Instructions to follow
Rewrite all of the rows below as a numbered list, leaving out any blank lines.

Exercise inputs
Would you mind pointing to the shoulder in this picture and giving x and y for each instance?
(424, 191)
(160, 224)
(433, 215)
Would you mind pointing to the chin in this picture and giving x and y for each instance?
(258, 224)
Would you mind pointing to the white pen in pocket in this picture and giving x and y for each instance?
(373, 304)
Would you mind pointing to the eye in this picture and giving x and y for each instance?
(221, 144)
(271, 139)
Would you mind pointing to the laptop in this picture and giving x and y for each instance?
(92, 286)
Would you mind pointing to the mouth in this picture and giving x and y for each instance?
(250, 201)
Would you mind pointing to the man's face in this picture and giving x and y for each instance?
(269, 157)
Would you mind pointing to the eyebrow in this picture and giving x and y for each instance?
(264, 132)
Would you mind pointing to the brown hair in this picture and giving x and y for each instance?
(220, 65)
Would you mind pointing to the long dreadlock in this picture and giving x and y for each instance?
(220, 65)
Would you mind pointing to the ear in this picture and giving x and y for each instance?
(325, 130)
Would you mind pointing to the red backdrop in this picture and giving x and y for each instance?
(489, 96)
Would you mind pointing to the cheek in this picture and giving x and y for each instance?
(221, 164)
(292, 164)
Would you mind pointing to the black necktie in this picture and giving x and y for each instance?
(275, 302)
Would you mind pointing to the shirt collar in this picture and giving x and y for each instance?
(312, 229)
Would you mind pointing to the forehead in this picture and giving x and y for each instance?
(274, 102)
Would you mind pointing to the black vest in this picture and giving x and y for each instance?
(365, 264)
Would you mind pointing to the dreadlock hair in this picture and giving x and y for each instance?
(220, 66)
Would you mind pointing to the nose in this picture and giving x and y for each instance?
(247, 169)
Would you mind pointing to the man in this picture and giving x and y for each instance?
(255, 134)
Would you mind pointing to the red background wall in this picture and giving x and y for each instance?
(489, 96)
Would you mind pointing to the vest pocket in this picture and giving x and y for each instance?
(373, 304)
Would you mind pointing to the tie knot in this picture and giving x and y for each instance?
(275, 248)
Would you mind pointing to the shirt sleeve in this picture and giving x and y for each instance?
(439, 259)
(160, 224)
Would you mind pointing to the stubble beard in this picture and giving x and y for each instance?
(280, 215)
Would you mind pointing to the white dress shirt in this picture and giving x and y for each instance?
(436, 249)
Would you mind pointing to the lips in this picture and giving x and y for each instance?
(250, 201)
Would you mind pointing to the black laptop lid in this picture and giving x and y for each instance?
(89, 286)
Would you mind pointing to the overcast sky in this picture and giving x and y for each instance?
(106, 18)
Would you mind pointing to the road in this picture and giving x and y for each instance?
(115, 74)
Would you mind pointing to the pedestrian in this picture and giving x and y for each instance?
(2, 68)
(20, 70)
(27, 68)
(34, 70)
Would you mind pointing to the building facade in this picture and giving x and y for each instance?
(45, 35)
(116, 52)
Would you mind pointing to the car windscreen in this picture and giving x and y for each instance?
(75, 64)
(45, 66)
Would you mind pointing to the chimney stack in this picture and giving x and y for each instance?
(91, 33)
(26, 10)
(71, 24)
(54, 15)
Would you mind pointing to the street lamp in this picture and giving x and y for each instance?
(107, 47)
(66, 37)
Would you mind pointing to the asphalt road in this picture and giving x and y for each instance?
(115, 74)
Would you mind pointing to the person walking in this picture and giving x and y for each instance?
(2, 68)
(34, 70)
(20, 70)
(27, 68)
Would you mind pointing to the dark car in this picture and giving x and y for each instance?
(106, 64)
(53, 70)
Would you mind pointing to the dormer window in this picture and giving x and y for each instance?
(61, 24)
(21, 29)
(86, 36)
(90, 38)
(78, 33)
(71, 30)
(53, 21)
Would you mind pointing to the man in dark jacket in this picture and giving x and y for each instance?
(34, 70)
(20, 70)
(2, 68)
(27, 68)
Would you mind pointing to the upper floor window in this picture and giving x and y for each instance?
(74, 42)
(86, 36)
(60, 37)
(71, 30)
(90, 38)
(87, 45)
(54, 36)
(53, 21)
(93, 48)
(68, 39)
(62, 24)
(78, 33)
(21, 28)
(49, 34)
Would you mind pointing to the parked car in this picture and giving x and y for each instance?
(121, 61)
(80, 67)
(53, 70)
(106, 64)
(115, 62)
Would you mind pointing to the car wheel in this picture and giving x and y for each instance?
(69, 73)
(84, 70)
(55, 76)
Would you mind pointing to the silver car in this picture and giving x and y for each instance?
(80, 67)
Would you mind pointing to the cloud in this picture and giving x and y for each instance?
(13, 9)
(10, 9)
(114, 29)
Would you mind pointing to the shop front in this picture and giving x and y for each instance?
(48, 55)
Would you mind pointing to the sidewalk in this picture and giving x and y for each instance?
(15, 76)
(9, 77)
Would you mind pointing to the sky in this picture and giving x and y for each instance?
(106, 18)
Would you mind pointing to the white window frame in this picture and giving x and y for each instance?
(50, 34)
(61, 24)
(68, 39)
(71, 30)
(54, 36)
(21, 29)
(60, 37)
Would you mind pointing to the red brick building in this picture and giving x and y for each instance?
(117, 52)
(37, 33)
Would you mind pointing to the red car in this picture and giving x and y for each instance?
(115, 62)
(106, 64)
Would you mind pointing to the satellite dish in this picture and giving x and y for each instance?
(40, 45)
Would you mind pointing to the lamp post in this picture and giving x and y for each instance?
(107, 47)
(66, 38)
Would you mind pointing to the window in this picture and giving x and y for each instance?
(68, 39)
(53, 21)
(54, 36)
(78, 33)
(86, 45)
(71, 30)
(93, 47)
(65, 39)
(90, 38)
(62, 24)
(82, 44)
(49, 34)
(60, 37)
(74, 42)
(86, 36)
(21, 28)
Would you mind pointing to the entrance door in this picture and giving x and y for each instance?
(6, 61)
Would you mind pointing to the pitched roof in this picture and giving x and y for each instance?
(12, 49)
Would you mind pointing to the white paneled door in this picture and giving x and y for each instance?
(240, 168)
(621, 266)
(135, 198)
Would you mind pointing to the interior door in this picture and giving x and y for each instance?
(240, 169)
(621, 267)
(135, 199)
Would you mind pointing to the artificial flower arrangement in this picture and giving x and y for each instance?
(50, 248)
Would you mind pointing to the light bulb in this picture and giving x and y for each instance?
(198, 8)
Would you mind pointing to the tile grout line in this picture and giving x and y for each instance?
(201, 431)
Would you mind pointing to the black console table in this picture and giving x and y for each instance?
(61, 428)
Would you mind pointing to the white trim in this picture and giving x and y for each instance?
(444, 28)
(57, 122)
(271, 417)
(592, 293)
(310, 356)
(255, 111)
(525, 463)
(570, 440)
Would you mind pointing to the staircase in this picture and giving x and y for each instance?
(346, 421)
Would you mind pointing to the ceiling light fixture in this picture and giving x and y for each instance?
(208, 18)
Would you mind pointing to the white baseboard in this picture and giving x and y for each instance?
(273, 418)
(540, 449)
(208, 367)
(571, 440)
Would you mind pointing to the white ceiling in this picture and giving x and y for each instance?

Completed task
1. Would you mind pointing to the shoulder in this picture and giving x and y for each instance?
2. (424, 191)
3. (160, 224)
4. (433, 215)
5. Would you mind pointing to the chin in this picture and giving x and y for each instance?
6. (258, 224)
7. Would you mind pointing to the white pen in pocket in this picture and giving x and y for each instance?
8. (373, 304)
9. Would you mind pointing to the eye in this picture and giving x and y for each instance?
10. (221, 144)
11. (271, 139)
12. Would you mind pointing to the laptop in this picture and giving x and y for each instance?
13. (92, 286)
14. Would you mind pointing to the mouth in this picture and giving x and y for each instance?
15. (250, 201)
16. Would you mind pointing to the man's face in this picture and giving x and y for each instance?
17. (269, 157)
18. Would you mind pointing to the eyebrow in this picture and giving x and y for each instance?
19. (264, 132)
20. Would you mind pointing to the brown hair in this picture and giving x and y for each instance?
21. (220, 65)
22. Would you mind pointing to the long dreadlock in this picture and giving x and y for each instance?
23. (220, 65)
24. Would you mind pointing to the ear in this picture and giving x and y for each instance?
25. (325, 130)
26. Would you mind pointing to the red backdrop in this picture and giving x and y for each instance?
27. (489, 96)
28. Would you mind pointing to the cheek in this picture and giving x and y for each instance?
29. (221, 164)
30. (292, 164)
31. Would you mind pointing to the black necktie in this picture and giving x and y for each instance?
32. (275, 302)
33. Would you mind pointing to the shirt collar in this picture and giving x and y for each instance?
34. (312, 229)
35. Would you mind pointing to the forehead in this picture and giving x and y for each instance?
36. (274, 102)
37. Would you mind pointing to the black vest in this picture and giving x and y for each instance?
38. (365, 264)
39. Would you mind pointing to the dreadlock hair in this picture and giving x and y for each instance?
40. (220, 66)
41. Would you mind pointing to the nose in this picture and giving x and y for each instance?
42. (247, 169)
43. Would you mind pointing to the man in this picture and giving x and y for each instance?
44. (255, 134)
45. Would you mind pointing to the red background wall in this picture and giving x and y for each instance?
46. (489, 96)
47. Would you mind pointing to the vest pocket in this picture and giving x and y for each instance?
48. (373, 304)
49. Would you mind pointing to the tie knot in this picture and giving x and y for each instance?
50. (275, 248)
51. Would you mind pointing to the shirt sleeve in this picture and giving x and y for each instance?
52. (439, 259)
53. (160, 224)
54. Would you mind pointing to the stubble beard in this picture and giving x and y for each instance?
55. (280, 215)
56. Would you mind pointing to the white dress shirt in this picture and giving x and y for each instance?
57. (436, 249)
58. Would you mind pointing to the lips in this picture and giving x and y for each instance?
59. (250, 201)
60. Would you mind pointing to the black laptop lid in this picture and giving x and y for each instance?
61. (89, 286)
62. Would you mind pointing to the overcast sky in this picture and giving x and y for each instance?
63. (106, 18)
64. Would you mind pointing to the road in this picture and giving x and y for each instance?
65. (115, 74)
66. Would you mind pointing to the pedestrian in this picture and giving x and y for each instance?
67. (2, 68)
68. (20, 70)
69. (27, 68)
70. (34, 70)
71. Would you mind pointing to the building facade in this picture and giving x and y for each instance?
72. (45, 35)
73. (116, 52)
74. Would you mind pointing to the car windscreen in this picture and giving x and y for each instance?
75. (75, 64)
76. (45, 66)
77. Would you mind pointing to the chimney stack in this picture and giving x and y for each instance?
78. (91, 33)
79. (26, 10)
80. (71, 24)
81. (54, 15)
82. Would you mind pointing to the street lamp in this picture and giving x and y for each instance?
83. (107, 47)
84. (66, 37)
85. Would you mind pointing to the asphalt road in this picture and giving x and y for each instance?
86. (115, 74)
87. Would you mind pointing to the person walking in this picture and giving x and y for each instance?
88. (2, 68)
89. (34, 70)
90. (20, 70)
91. (27, 68)
92. Would you mind pointing to the dark car in this picture and giving x and y for each instance?
93. (106, 64)
94. (53, 70)
95. Would you mind pointing to the dormer window in this picture and giving x and y for each instance?
96. (61, 24)
97. (21, 29)
98. (86, 36)
99. (90, 38)
100. (78, 33)
101. (71, 30)
102. (53, 21)
103. Would you mind pointing to the man in dark jacket in this picture and giving x and y for each instance?
104. (34, 70)
105. (20, 70)
106. (2, 68)
107. (27, 68)
108. Would you mind pointing to the upper floor window in this picture and giving x and y for each instance?
109. (74, 42)
110. (86, 36)
111. (60, 37)
112. (71, 30)
113. (90, 38)
114. (87, 45)
115. (54, 36)
116. (53, 21)
117. (93, 48)
118. (68, 39)
119. (62, 24)
120. (78, 33)
121. (21, 28)
122. (49, 34)
123. Would you mind pointing to the parked car in this picture and giving x and y for each instance?
124. (121, 61)
125. (80, 67)
126. (53, 70)
127. (106, 64)
128. (115, 62)
129. Would you mind pointing to the car wheel in this picture and giving x and y for each instance?
130. (69, 73)
131. (84, 70)
132. (55, 76)
133. Would you mind pointing to the silver car in this picture and giving x and y for each instance?
134. (80, 67)
135. Would you mind pointing to the cloud in this picture and giving x and y for each instance?
136. (13, 9)
137. (10, 9)
138. (114, 29)
139. Would you mind pointing to the shop front in this picture and giving x and y for each instance?
140. (48, 55)
141. Would you mind pointing to the sidewalk in this picture and giving x and y for each instance?
142. (15, 76)
143. (9, 77)
144. Would you mind pointing to the sky in this picture and giving x and y for each instance?
145. (106, 18)
146. Would you mind pointing to the white window frame in this picture and giving x and y for each instance?
147. (50, 34)
148. (61, 24)
149. (68, 39)
150. (71, 30)
151. (54, 36)
152. (21, 29)
153. (60, 37)
154. Would you mind pointing to the red brick building in this picture and giving x and y for each instance?
155. (117, 52)
156. (37, 33)
157. Would you mind pointing to the red car in this picture and giving x and y for each instance?
158. (115, 62)
159. (106, 64)
160. Would you mind pointing to the satellite dish in this picture and giving x and y for each instance?
161. (40, 45)
162. Would you mind pointing to the lamp post in this picture and giving x and y for each instance?
163. (107, 47)
164. (66, 38)
165. Would you mind pointing to the window in this picture and giving x and y for each instance?
166. (68, 39)
167. (53, 21)
168. (54, 36)
169. (78, 33)
170. (86, 45)
171. (71, 30)
172. (93, 47)
173. (65, 39)
174. (90, 38)
175. (62, 24)
176. (82, 44)
177. (49, 34)
178. (60, 37)
179. (74, 42)
180. (86, 36)
181. (21, 28)
182. Would you mind pointing to the entrance door in this picture and giving x and y for each instance?
183. (6, 61)
184. Would you mind pointing to the pitched roof in this picture and giving x and y for each instance?
185. (12, 49)
186. Would you mind pointing to the white paneled door in this picture and giving x and y for each instance?
187. (240, 168)
188. (621, 266)
189. (135, 198)
190. Would you mind pointing to the interior door in this picture and giving x and y for each instance?
191. (240, 169)
192. (621, 267)
193. (135, 199)
194. Would you mind pointing to the artificial flower arrangement in this picture and giving x and y for each instance?
195. (50, 248)
196. Would you mind pointing to the light bulb in this picture and giving x and y for each instance?
197. (198, 8)
198. Would you mind pointing to the tile grout line in this picture and giving x and y for each instance?
199. (201, 431)
200. Would you mind pointing to the black console table in this picture and giving x and y for each instance?
201. (61, 428)
202. Would you mind pointing to the white trim in this picture and giving x and y for each instance?
203. (444, 28)
204. (57, 122)
205. (271, 417)
206. (592, 293)
207. (310, 356)
208. (255, 111)
209. (525, 463)
210. (570, 440)
211. Would you mind pointing to the staircase in this picture and giving x and y for each instance?
212. (346, 421)
213. Would you mind pointing to the ceiling light fixture in this picture and giving x and y for each instance?
214. (208, 18)
215. Would you mind pointing to the white baseboard in this picture and giving x and y for each instance?
216. (273, 418)
217. (540, 449)
218. (208, 367)
219. (571, 440)
220. Would you mind pointing to the white ceiling in this picture and giving x and y for each instance?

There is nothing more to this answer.